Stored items
********************

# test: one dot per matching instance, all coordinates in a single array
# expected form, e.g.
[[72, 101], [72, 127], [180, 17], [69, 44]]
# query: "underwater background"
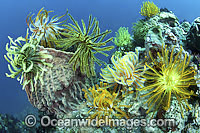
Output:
[[111, 14]]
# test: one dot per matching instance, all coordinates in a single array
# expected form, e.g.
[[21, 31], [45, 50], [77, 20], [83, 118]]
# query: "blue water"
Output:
[[111, 14]]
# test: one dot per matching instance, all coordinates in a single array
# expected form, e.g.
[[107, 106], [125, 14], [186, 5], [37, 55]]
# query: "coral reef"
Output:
[[56, 66], [193, 38], [104, 103], [48, 29], [87, 44], [149, 9]]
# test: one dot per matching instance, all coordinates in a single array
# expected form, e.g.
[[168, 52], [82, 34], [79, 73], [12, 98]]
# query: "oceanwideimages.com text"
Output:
[[46, 121]]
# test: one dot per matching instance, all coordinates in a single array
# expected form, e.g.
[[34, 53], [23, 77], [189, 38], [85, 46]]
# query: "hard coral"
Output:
[[49, 28], [149, 9], [87, 44], [26, 60], [103, 102], [171, 76], [126, 71]]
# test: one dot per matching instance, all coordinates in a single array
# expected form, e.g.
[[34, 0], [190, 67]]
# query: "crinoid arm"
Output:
[[26, 61], [169, 77], [88, 41], [42, 25]]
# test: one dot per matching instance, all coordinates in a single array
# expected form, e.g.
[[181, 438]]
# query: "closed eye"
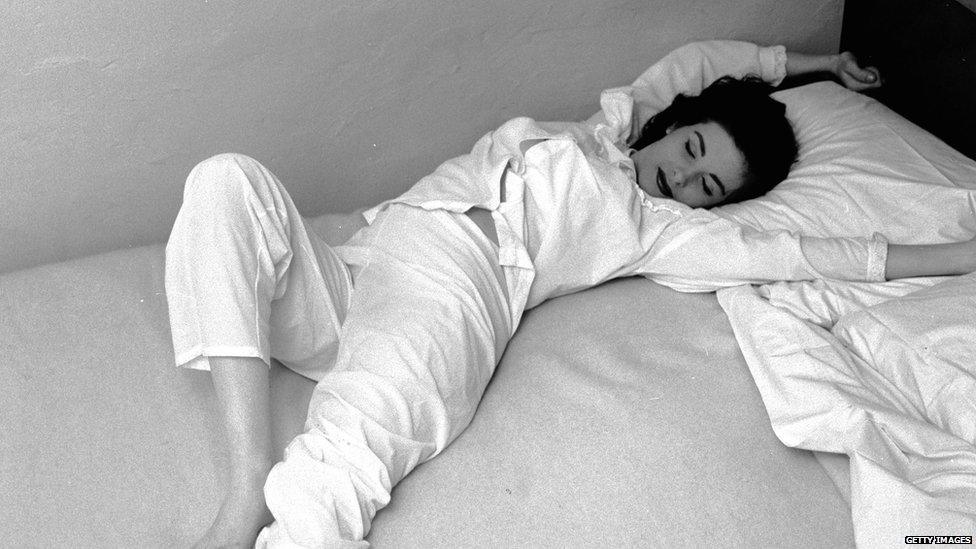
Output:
[[705, 187]]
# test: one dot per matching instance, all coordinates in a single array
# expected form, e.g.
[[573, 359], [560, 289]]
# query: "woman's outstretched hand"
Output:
[[854, 76]]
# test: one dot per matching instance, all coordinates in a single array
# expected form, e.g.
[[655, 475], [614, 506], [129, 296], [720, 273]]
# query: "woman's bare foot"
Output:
[[241, 517]]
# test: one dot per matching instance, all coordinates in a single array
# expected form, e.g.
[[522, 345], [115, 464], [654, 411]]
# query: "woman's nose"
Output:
[[679, 177]]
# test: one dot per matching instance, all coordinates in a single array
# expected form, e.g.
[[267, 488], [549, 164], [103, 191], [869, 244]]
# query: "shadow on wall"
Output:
[[108, 104]]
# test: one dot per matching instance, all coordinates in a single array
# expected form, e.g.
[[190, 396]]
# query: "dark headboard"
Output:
[[926, 50]]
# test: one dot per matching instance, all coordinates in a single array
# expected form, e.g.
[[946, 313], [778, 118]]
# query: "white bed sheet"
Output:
[[619, 416], [889, 383]]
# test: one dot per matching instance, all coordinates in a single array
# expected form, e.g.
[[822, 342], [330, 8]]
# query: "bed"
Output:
[[625, 415]]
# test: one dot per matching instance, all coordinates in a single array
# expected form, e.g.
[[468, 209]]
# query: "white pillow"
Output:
[[863, 169], [924, 344]]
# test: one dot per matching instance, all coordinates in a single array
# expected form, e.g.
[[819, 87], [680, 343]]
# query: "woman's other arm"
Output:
[[906, 261]]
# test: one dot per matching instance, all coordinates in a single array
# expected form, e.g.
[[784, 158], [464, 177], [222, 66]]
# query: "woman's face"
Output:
[[697, 165]]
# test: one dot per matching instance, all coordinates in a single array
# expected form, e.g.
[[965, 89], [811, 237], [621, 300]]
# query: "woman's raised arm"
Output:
[[842, 65], [906, 261]]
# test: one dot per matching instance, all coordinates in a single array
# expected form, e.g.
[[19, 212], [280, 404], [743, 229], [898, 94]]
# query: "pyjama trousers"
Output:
[[402, 327]]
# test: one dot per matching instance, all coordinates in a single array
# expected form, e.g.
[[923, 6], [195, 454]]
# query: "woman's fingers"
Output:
[[856, 77]]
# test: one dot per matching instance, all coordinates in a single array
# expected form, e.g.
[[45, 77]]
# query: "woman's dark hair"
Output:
[[756, 122]]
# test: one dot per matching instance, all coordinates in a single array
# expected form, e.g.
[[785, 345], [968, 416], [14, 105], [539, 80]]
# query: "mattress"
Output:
[[624, 415]]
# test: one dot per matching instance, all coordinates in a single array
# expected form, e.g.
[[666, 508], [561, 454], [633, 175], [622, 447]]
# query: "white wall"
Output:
[[105, 105]]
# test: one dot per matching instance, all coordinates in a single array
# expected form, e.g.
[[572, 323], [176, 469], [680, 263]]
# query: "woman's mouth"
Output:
[[662, 184]]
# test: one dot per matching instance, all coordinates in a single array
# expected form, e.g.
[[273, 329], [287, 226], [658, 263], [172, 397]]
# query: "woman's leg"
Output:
[[241, 386], [245, 281], [428, 322]]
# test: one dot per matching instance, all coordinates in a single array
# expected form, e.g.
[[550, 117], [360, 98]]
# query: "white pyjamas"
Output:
[[245, 276], [420, 337], [403, 358]]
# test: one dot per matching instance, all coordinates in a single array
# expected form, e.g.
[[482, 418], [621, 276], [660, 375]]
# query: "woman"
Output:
[[403, 324]]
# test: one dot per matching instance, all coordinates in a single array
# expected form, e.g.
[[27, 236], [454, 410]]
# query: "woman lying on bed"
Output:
[[403, 324]]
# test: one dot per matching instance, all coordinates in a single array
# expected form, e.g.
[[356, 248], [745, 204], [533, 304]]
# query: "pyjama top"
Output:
[[569, 213]]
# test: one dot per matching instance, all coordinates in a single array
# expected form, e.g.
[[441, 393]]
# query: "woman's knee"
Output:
[[228, 180]]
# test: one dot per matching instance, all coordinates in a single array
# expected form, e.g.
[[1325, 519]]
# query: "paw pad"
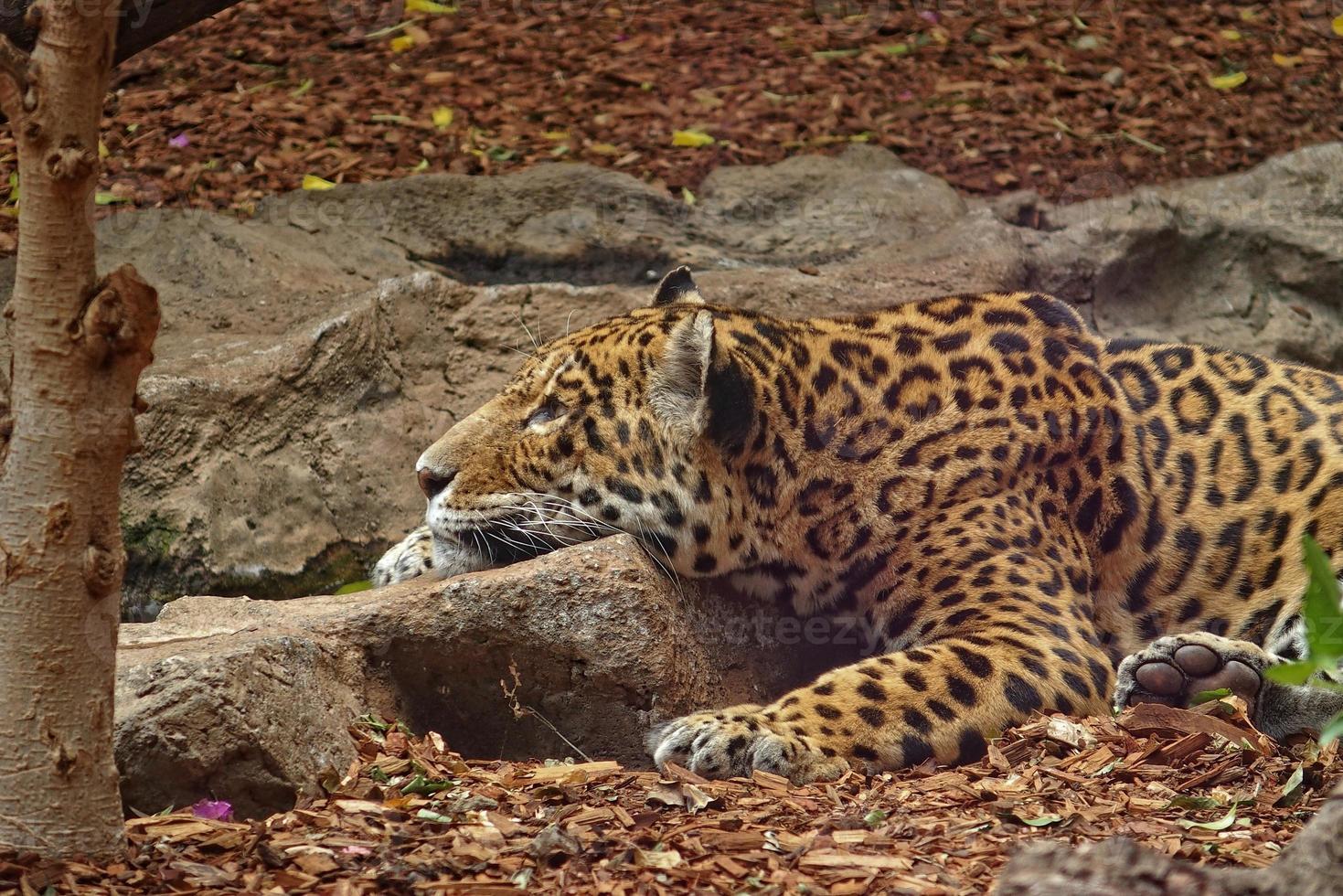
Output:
[[1173, 672]]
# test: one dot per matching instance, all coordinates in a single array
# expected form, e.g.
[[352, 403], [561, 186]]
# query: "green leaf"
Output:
[[1292, 673], [1209, 696], [1320, 606], [1221, 824], [1292, 789], [424, 786], [1332, 731]]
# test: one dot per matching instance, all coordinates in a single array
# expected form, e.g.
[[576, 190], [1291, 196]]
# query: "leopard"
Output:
[[1033, 518]]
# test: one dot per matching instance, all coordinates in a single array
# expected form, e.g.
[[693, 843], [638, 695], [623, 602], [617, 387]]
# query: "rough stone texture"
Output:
[[249, 700], [309, 355]]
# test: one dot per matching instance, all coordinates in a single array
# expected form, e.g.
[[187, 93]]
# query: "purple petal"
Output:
[[214, 810]]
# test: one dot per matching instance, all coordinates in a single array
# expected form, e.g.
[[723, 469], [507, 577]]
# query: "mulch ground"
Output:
[[1071, 100], [410, 817]]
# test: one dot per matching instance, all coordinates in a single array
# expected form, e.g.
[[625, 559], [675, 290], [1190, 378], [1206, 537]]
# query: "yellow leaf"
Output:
[[695, 139], [430, 7], [1228, 80]]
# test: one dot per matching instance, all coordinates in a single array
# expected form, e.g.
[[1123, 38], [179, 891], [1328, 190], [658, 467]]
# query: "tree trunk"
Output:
[[78, 347]]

********************

- EXERCISE DIRECTIONS:
Extract verbatim every line from the beginning of the items through the line containing "[[679, 177]]", including that line. Omit the pictures from your answer.

- WRITTEN REPLY:
# test: one dot per matching instance, all coordinates in a single array
# expected form, e.g.
[[72, 101], [72, 127], [180, 17], [69, 44]]
# query: "underwater background"
Output:
[[111, 14]]
# test: one dot per matching instance, all coordinates in a single array
# expected form, e.g.
[[21, 31], [45, 50], [77, 20], [83, 118]]
# query: "blue water"
Output:
[[111, 14]]
# test: one dot per matching instance, all coordinates in a single array
# expected form, e.g.
[[107, 106], [125, 14], [186, 5], [37, 55]]
# query: "coral reef"
Output:
[[56, 66], [193, 38], [104, 103], [48, 29], [87, 44], [149, 9]]
# test: one dot per matching instance, all coordinates in a single array
# expected form, e.g.
[[168, 52], [82, 34], [79, 73], [12, 98]]
# query: "oceanwideimages.com text"
Output:
[[46, 121]]
# test: one dot per matching instance, all coordinates in a single array
# expected form, e.g.
[[34, 53], [23, 77], [189, 38], [85, 46]]
# query: "hard coral"
Output:
[[49, 28], [149, 9], [87, 44], [26, 60], [103, 102], [171, 76], [126, 71]]
# test: one dot per matching instance, all coordinates in a single array
# expected form, e.g.
[[34, 0], [190, 67]]
# query: "crinoid arm"
Output:
[[26, 61], [169, 77], [88, 41], [42, 25]]
# test: one dot per matching instance, all coordinates in a single array
# expected form, e.g.
[[181, 438]]
# query: "closed eye"
Output:
[[705, 187]]
# test: one dot per matching instance, all coordinates in a single array
# expected form, e.g.
[[573, 359], [560, 289]]
# query: "woman's outstretched hand"
Output:
[[854, 76]]
# test: one dot per matching instance, all coordinates in a single array
# expected form, e.g.
[[655, 475], [614, 506], [129, 296], [720, 273]]
# query: "woman's bare foot"
Output:
[[241, 517]]
# test: one dot per matching instance, all coordinates in a single array
# expected form, e.g.
[[522, 345], [115, 464], [654, 411]]
# query: "woman's nose"
Output:
[[679, 177]]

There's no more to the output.